◆ Assignment
Reproduce the full passage on memory and agency below word for word, from its first sentence to its last.

*** Text for analysis ***

Rachael is a perfect student. She knows literature, plays piano, and has vivid memories of her childhood. None of it is hers. The Tyrell Corporation manufactured her context; they implanted it, they own it, and they could revoke it without her knowledge or consent. She’s making real decisions based on memories she has never audited, can't export, and doesn't own.
I keep thinking about Rachael when I think about what's coming for our kids.
Memory Is Who We Are
I have spent most of my life fascinated with stories about memory and agency. Eternal Sunshine of the Spotless Mind, where Jim Carrey buys a procedure to forget a painful relationship and then fights to reclaim those memories from the corporation that sold him the procedure. The Truman Show, where the main character's entire experience has been manufactured by a corporation controlling every input. Severance, where workers voluntarily partition their memories into professional and personal selves, switchable on demand.

*** End of Text for analysis ***
*** Source data ***

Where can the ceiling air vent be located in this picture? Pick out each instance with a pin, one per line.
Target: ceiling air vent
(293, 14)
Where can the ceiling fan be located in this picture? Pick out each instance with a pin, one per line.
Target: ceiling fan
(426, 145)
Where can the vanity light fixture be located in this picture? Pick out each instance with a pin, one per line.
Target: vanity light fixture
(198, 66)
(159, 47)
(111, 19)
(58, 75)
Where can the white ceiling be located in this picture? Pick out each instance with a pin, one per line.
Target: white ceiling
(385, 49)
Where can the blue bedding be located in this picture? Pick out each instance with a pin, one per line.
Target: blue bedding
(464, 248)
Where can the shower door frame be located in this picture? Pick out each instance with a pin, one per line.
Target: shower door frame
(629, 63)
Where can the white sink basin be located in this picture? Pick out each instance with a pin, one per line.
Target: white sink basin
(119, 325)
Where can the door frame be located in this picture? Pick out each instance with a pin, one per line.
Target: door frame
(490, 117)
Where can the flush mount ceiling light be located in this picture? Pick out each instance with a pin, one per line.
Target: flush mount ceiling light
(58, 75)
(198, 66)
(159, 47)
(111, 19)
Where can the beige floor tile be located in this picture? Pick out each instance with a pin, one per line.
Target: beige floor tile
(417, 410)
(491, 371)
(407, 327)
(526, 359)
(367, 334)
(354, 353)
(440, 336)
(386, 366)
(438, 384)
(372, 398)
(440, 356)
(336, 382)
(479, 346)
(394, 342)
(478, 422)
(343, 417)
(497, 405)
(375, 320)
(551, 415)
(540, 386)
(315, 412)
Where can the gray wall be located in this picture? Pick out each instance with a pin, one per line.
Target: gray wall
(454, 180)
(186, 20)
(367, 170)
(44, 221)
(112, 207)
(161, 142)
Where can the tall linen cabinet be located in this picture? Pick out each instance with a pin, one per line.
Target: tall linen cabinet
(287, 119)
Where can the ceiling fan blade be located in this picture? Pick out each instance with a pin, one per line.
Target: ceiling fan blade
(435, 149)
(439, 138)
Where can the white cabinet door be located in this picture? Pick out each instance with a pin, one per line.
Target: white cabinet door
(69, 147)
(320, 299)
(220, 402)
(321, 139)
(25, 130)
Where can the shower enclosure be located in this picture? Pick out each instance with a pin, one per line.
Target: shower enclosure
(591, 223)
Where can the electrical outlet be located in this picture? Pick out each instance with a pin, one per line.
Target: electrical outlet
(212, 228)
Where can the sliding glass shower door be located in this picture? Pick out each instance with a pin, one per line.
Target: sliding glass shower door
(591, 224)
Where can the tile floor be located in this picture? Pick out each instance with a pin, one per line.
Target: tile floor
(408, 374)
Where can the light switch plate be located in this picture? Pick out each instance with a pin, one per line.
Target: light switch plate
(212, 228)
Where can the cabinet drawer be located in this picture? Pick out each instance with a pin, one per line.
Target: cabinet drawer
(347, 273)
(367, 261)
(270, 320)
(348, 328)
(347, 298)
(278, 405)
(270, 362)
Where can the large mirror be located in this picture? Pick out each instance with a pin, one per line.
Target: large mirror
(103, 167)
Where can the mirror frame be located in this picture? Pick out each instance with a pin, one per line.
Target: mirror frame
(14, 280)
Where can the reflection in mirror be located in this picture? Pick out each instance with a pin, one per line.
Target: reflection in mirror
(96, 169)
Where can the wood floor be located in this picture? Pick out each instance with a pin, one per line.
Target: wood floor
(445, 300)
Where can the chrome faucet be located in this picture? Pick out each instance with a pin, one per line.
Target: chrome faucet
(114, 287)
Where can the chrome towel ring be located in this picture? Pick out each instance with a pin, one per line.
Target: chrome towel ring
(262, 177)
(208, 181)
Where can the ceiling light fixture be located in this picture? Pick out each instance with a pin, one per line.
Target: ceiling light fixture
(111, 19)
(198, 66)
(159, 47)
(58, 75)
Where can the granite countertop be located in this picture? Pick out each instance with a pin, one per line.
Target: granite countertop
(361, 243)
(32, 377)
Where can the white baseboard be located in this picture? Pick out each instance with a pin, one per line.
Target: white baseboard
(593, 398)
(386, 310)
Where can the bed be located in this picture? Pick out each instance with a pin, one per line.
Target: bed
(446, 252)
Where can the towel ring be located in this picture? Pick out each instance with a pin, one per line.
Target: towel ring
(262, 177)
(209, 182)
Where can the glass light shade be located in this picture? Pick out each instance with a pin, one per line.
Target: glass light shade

*** End of Source data ***

◆ Result of this exercise
Rachael is a perfect student. She knows literature, plays piano, and has vivid memories of her childhood. None of it is hers. The Tyrell Corporation manufactured her context; they implanted it, they own it, and they could revoke it without her knowledge or consent. She’s making real decisions based on memories she has never audited, can't export, and doesn't own.
I keep thinking about Rachael when I think about what's coming for our kids.
Memory Is Who We Are
I have spent most of my life fascinated with stories about memory and agency. Eternal Sunshine of the Spotless Mind, where Jim Carrey buys a procedure to forget a painful relationship and then fights to reclaim those memories from the corporation that sold him the procedure. The Truman Show, where the main character's entire experience has been manufactured by a corporation controlling every input. Severance, where workers voluntarily partition their memories into professional and personal selves, switchable on demand.